Task statement: Can you convert the lines that start at the one containing "Thank you for this photo. Would you kindly tag the grass" and end after the one containing "Target: grass pitch", both included, into a JSON list of strings with one string per line and blank lines left out?
[Begin]
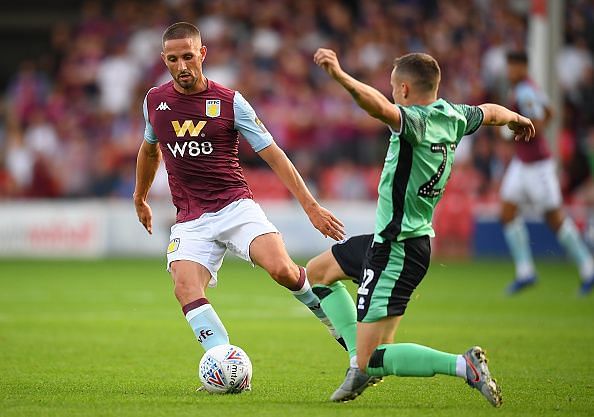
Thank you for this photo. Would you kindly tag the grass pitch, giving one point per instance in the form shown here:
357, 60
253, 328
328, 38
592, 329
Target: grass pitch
[End]
[Begin]
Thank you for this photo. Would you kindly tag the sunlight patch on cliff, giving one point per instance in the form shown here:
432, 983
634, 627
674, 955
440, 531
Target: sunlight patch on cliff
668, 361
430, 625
[End]
Completed exercise:
[
  "Thank you for this photo. Would you kindly tag the grass pitch, giving one point per instance in the form shown here:",
  "357, 60",
  "253, 328",
  "328, 38",
  "592, 329",
  "Target: grass pitch"
]